Uncategorized

Ignorance is some kinda bliss.

Originally Published: April 04, 2007

I am 51 years old, have been a poet for 20 or so of those years, and up until about a month ago I had never read a single poem by W.H. Auden.
There. I said it.
The consensus of friends and concerned loved ones (who didn’t want to comment on Harriet, for fear of shaming me) is that I should never have admitted publicly that I was not familiar with the work of my poor deceased new boyfriend W.H. It’s as if owning up to my ignorance made me less of a poet, a less worldly and wordy wordsmith, someone to be whispered about and pitied. “He’s major!” hissed one colleague during a frantic and somewhat clandestine phone conversation (I think she suspected my horrifying levels of ignorance had led someone to bug my phone). “You’re on the Poetry Foundation site, for Chrissakes--even if you don’t know Auden, you should say you do!”
And just where would that get me?


It’s not that I’d never heard of Wystan. I knew he was a poet, that folks bandied his name about quite a bit, but I never pretended to know why. Obviously, he was of some importance. I suspect, also, that a good portion of the people who refer to him—of, for that matter, several other “vital” poets—incessantly have no idea why.
We all know a pretender, the snoot who fakes his way through the canon, deathly afraid of not catching a name as soon as it’s dropped. It’s high fun to call his buff, corner him, and watch him flail like a guppy in a windstorm.
These guys come in two entertaining varieties.
Type 1 pretends to be up-to-date on every poet writing in any language. He’s a virtual encyclopedia of poetic knowledge, whether or not that knowledge is rooted in reality. For instance, if I say “Jorie Graham’s collaboration with Justin Timberlake is really breaking new ground,” he’ll agree wholeheartedly, nodding his noggin like a dashboard hula dancer. Throwing caution to the wind, he may even comment on the non-existent coupling: “Justin’s couplets are mad tight…and Jorie’s internal rhymes are bringing sexy back.”

####

Stated goal 1: In the essay about never having read Auden, how many years does the writer say they have been a poet?
The essay and the records are unrelated.

Labeled region records:
####

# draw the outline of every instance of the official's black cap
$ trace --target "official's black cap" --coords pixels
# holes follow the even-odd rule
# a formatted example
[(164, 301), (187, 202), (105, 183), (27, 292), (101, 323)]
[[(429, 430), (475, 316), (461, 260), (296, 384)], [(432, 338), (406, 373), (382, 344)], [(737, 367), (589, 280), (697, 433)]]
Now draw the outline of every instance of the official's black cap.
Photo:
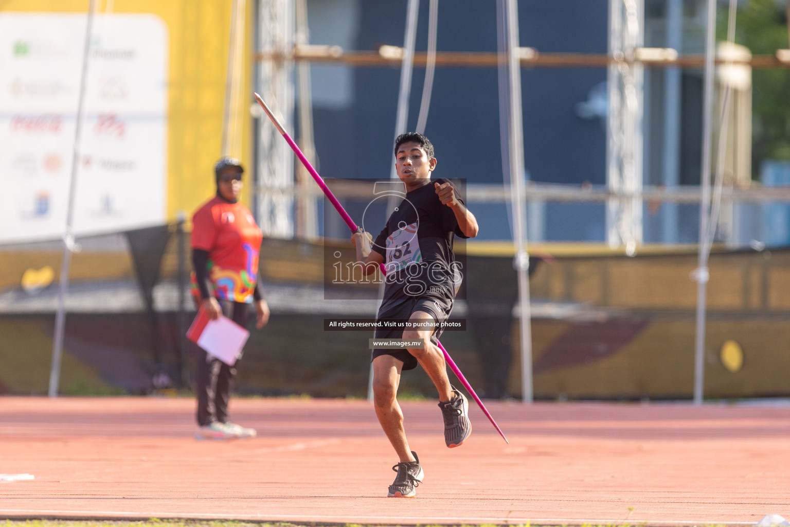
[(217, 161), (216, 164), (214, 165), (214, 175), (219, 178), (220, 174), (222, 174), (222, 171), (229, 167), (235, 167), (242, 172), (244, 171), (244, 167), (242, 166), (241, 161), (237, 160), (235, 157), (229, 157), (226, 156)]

####

Stated goal 2: Count the lines of the records that contain the word "draw".

Full response 1: 20 or so years.

Full response 2: 2